[Items in a dataset]
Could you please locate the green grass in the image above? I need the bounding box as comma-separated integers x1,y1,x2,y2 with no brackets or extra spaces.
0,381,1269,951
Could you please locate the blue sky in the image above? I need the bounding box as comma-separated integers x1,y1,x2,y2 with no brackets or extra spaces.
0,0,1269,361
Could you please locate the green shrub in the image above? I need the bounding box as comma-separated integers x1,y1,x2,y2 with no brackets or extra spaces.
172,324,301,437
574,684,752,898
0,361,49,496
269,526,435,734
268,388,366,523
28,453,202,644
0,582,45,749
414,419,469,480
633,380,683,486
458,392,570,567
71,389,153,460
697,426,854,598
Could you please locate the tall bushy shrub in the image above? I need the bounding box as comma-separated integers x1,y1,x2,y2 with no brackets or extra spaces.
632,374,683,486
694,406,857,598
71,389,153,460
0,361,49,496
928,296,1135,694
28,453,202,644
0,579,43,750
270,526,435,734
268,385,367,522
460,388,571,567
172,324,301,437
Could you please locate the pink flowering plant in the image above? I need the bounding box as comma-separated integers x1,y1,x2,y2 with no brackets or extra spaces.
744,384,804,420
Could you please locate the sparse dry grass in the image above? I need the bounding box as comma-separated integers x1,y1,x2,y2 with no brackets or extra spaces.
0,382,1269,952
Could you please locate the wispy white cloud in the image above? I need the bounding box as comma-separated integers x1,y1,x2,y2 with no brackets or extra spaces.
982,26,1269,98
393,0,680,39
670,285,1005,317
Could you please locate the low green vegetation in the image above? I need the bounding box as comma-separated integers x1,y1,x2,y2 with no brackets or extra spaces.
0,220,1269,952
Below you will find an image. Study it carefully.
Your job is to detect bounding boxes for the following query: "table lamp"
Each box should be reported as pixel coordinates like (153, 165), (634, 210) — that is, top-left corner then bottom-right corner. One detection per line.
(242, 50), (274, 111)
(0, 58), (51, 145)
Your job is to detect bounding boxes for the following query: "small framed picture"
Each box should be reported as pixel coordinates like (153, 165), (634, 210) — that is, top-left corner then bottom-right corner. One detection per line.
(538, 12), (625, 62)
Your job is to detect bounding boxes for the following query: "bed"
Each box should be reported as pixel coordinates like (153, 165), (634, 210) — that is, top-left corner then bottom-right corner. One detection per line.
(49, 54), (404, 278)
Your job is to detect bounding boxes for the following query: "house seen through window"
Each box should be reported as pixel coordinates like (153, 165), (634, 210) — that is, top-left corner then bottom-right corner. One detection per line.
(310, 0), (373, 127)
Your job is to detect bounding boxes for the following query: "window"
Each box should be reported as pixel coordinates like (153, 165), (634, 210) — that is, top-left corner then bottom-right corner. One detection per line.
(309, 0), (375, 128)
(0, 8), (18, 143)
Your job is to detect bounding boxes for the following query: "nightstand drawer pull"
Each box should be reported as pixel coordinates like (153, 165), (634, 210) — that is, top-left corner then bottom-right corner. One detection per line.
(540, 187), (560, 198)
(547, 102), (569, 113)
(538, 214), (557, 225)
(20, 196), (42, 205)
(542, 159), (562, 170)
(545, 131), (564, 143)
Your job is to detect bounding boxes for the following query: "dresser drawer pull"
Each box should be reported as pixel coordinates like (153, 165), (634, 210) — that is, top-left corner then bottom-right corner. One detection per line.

*Do this*: Which lines in the material contain the word "green"? Gather each of them and copy it out in full.

*Answer to the problem*:
Could you please locate the green grass in the image above? I need the bounding box as comma-separated integers x1,y1,x2,y2 with no brackets or extra spaces.
Could you please locate the green shrub in the image above? I need the bounding box as comma-separated integers x1,y1,x2,y2 with no brackets or extra spaces.
Could you please locate the low green vegetation in the image above? I need the bounding box as comma-separated integers x1,y1,x2,y2 with no brackets or extra spaces.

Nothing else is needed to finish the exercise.